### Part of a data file
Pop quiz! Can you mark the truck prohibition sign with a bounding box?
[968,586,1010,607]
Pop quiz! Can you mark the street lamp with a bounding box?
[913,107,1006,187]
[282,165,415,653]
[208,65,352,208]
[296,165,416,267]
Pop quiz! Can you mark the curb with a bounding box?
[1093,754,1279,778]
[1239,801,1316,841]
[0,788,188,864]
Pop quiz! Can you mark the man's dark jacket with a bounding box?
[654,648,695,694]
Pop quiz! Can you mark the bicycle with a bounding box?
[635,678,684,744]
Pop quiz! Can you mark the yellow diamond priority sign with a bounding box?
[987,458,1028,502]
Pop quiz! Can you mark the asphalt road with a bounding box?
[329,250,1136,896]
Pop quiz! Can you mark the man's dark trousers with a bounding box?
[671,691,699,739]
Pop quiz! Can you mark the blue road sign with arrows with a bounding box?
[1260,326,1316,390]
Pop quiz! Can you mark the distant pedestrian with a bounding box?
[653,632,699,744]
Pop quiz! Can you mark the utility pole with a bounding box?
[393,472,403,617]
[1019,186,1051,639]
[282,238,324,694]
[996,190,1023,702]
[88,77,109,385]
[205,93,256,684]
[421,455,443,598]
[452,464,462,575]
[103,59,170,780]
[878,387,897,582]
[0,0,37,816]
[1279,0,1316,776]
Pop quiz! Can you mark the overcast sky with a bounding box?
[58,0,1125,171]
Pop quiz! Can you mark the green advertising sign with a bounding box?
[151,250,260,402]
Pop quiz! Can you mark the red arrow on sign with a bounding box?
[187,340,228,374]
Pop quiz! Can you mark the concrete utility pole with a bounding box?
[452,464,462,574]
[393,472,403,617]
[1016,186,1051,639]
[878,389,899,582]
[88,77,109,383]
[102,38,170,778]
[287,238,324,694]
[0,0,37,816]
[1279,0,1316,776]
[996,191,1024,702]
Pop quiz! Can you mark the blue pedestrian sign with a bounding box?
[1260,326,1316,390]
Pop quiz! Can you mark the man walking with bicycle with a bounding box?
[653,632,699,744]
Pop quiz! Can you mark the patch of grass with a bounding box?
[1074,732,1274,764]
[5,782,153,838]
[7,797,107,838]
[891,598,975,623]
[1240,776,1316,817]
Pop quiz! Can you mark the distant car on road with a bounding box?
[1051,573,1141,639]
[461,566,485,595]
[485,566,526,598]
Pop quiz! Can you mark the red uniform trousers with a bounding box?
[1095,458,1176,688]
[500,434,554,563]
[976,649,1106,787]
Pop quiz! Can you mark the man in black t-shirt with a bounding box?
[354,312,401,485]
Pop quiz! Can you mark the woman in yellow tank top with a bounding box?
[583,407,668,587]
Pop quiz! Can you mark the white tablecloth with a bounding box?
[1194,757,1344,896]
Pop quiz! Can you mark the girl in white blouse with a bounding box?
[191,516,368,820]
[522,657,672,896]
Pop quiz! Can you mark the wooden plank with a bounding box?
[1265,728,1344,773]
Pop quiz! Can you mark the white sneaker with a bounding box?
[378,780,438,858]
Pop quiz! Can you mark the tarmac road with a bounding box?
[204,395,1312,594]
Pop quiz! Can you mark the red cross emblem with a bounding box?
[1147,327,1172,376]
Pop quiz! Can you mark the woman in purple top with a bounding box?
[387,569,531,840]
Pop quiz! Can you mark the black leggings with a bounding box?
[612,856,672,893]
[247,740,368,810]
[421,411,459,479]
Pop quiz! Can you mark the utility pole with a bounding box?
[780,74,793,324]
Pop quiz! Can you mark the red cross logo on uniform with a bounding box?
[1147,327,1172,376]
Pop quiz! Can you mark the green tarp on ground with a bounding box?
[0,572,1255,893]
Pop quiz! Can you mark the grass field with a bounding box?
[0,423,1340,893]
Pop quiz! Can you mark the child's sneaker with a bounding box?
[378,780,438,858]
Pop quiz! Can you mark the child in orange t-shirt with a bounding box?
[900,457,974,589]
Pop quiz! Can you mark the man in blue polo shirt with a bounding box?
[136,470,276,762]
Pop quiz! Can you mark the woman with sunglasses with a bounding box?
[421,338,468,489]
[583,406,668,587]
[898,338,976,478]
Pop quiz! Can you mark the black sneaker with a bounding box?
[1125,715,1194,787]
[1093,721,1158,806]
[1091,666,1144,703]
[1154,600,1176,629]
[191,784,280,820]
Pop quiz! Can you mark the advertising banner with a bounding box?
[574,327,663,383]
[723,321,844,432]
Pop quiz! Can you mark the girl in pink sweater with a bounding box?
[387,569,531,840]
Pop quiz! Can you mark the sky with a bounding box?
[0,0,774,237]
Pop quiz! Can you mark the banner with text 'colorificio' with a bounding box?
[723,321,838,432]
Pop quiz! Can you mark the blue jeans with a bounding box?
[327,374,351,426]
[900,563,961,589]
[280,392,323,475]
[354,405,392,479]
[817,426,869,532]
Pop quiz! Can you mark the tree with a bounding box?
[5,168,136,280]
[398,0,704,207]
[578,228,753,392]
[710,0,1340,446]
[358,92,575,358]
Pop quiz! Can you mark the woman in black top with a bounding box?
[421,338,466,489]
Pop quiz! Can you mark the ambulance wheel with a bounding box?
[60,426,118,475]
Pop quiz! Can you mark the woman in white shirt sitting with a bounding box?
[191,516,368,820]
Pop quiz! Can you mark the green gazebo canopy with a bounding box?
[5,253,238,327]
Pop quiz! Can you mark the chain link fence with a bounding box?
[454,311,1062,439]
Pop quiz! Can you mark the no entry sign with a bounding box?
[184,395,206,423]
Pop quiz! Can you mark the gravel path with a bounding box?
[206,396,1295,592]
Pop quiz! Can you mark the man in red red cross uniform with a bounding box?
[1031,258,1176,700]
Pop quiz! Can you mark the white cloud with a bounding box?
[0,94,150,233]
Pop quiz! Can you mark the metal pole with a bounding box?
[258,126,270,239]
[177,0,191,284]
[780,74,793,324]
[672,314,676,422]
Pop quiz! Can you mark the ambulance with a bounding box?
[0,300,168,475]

### WHAT NEEDS TO BE DONE
Recast the lines of these items as a JSON list of strings, one string per line, leaving out blank lines.

### TASK SOLUTION
[
  "Pop quiz! Can you mark the truck prohibition sign with a bounding box?",
  "[968,586,1010,607]",
  "Pop quiz! Can you mark the street lamp with a bounding box?",
  "[913,107,1006,187]",
  "[282,165,415,653]",
  "[208,65,352,208]",
  "[296,165,416,267]",
  "Pop quiz! Can you mark the curb with a bounding box?",
  "[1093,754,1279,778]",
  "[1239,801,1316,841]",
  "[0,788,188,864]",
  "Pop quiz! Can you mark the man's dark jacket with a bounding box?",
  "[654,648,695,694]",
  "Pop quiz! Can you mark the bicycle with a bounding box?",
  "[635,678,684,744]",
  "Pop quiz! Can you mark the yellow diamond priority sign with a bounding box?",
  "[987,458,1028,502]",
  "Pop quiz! Can you mark the asphalt road with a bounding box?",
  "[329,250,1136,896]",
  "Pop quiz! Can you mark the man's dark trousers with a bounding box?",
  "[671,691,699,739]",
  "Pop quiz! Can you mark the blue road sign with arrows with a bounding box?",
  "[1260,326,1316,390]",
  "Pop quiz! Can you mark the distant pedestrian with a bounding box?",
  "[653,632,699,744]",
  "Pop quiz! Can you mark the utility pole with a bounding box?",
  "[393,472,403,617]",
  "[1019,186,1051,639]",
  "[282,238,324,694]",
  "[996,190,1023,702]",
  "[88,77,109,385]",
  "[205,93,256,684]",
  "[421,455,443,598]",
  "[452,464,462,575]",
  "[103,59,170,780]",
  "[878,387,897,582]",
  "[0,0,37,816]",
  "[1279,0,1316,776]",
  "Pop quiz! Can you mark the overcast sky with a bounding box?",
  "[58,0,1125,171]",
  "Pop quiz! Can you mark the green advertising sign with a bounding box?",
  "[151,250,260,402]",
  "Pop quiz! Can you mark the red arrow on sign with a bounding box?",
  "[187,340,228,374]",
  "Pop quiz! Can you mark the concrete utility pole with a bounding box?",
  "[452,464,462,574]",
  "[393,472,403,617]",
  "[1016,186,1051,639]",
  "[878,389,899,582]",
  "[88,77,109,383]",
  "[102,38,170,778]",
  "[287,238,324,694]",
  "[0,0,37,816]",
  "[1279,0,1316,776]",
  "[996,191,1024,702]",
  "Pop quiz! Can you mark the blue pedestrian sign with a bounding box?",
  "[1260,326,1316,390]",
  "Pop quiz! Can you mark the man walking with bicycle with a bounding box?",
  "[653,632,699,744]",
  "Pop quiz! Can you mark the patch of grass with a bounding box?",
  "[1074,732,1274,764]",
  "[5,782,153,838]",
  "[7,797,107,838]",
  "[891,598,975,623]",
  "[1240,776,1316,817]",
  "Pop quiz! Can you mark the distant car on road with a bounding box?",
  "[1051,573,1141,639]",
  "[461,566,485,595]",
  "[485,566,526,598]",
  "Pop quiz! Can you mark the red uniform trousers with a bounding box?",
  "[1095,458,1176,688]",
  "[500,434,554,563]",
  "[976,649,1106,787]",
  "Pop quiz! Can you mark the man in black t-shirt with a bounding box?",
  "[354,312,401,485]",
  "Pop quiz! Can you mark the woman in yellow tank top with a bounding box?",
  "[583,407,668,587]",
  "Pop quiz! Can you mark the white tablecloth with a bounding box?",
  "[1194,757,1344,896]",
  "Pop quiz! Can you mark the girl in white blouse with a bounding box?",
  "[191,516,368,820]",
  "[522,657,672,896]",
  "Pop quiz! Can you mark the wooden plank with a bounding box?",
  "[1265,728,1344,773]",
  "Pop quiz! Can you mark the white sneaker with a bounding box?",
  "[378,780,438,858]",
  "Pop quiz! Can you mark the tarmac road with a bounding box?",
  "[204,395,1312,594]",
  "Pop quiz! Can you mark the red cross emblem with a bounding box?",
  "[1147,327,1172,376]",
  "Pop quiz! Can you mark the woman in purple top with a bounding box?",
  "[387,569,531,840]",
  "Pop quiz! Can you mark the black leggings with a bounding box?",
  "[612,856,672,893]",
  "[247,740,368,810]",
  "[421,411,459,479]",
  "Pop quiz! Can you mark the utility pole with a bounding box?",
  "[780,74,793,324]",
  "Pop quiz! Can you mark the red cross logo on uniform with a bounding box?",
  "[1147,327,1172,376]",
  "Pop quiz! Can you mark the green tarp on ground with a bounding box?",
  "[0,572,1255,893]",
  "Pop quiz! Can you mark the grass field with a bounding box?",
  "[0,423,1340,893]",
  "Pop quiz! Can you mark the child's sneaker with a bounding box?",
  "[378,780,438,858]",
  "Pop quiz! Can you mark the child in orange t-shirt with a bounding box?",
  "[900,457,974,589]",
  "Pop quiz! Can you mark the man in blue polo shirt with a bounding box?",
  "[136,470,276,762]",
  "Pop quiz! Can you mark the woman with sunglasses with a bounding box?",
  "[421,338,468,489]",
  "[583,406,668,587]",
  "[898,338,976,478]",
  "Pop quiz! Can you mark the black sneaker with a bounding box?",
  "[1125,715,1194,787]",
  "[1093,721,1158,806]",
  "[1091,666,1144,703]",
  "[1154,600,1176,629]",
  "[191,784,280,820]",
  "Pop quiz! Can you mark the advertising banner with a bounding box?",
  "[574,327,663,383]",
  "[723,321,844,432]",
  "Pop quiz! Can you mark the girl in pink sweater with a bounding box?",
  "[387,569,531,840]",
  "Pop quiz! Can you mark the sky with a bounding box?",
  "[0,0,774,237]",
  "Pop quiz! Can you mark the banner with text 'colorificio' with a bounding box?",
  "[723,321,838,432]",
  "Pop quiz! Can you mark the blue jeans with a bounding box?",
  "[327,374,351,426]",
  "[900,563,961,589]",
  "[280,392,323,475]",
  "[354,405,392,479]",
  "[817,426,869,532]",
  "Pop quiz! Can you mark the tree with a bounding box?",
  "[5,168,136,280]",
  "[398,0,704,207]",
  "[578,228,753,392]",
  "[710,0,1340,446]",
  "[358,92,575,358]",
  "Pop quiz! Can you mark the woman in black top with a bounding box?",
  "[421,338,466,489]",
  "Pop quiz! Can you mark the ambulance wheel with a bounding box?",
  "[60,426,118,475]",
  "Pop quiz! Can you mark the woman in white shirt sitting with a bounding box?",
  "[191,516,368,820]",
  "Pop quiz! Can you mark the green gazebo canopy with a bounding box?",
  "[5,253,238,327]",
  "Pop quiz! Can you mark the chain link fence with a bounding box?",
  "[454,311,1062,439]",
  "Pop quiz! Can you mark the no entry sign with a bounding box?",
  "[184,395,206,423]",
  "Pop quiz! Can you mark the gravel path with a bounding box?",
  "[206,396,1295,592]",
  "Pop quiz! Can you mark the man in red red cross uniform with a bounding box?",
  "[1031,258,1176,700]",
  "Pop quiz! Can you mark the white cloud with a bounding box?",
  "[0,94,150,233]",
  "Pop quiz! Can you mark the metal pole with a bounding box?",
  "[258,126,270,239]",
  "[177,0,191,284]",
  "[780,74,793,324]",
  "[672,314,676,422]",
  "Pop quiz! Can you mark the ambulance with a bounding box?",
  "[0,300,168,475]"
]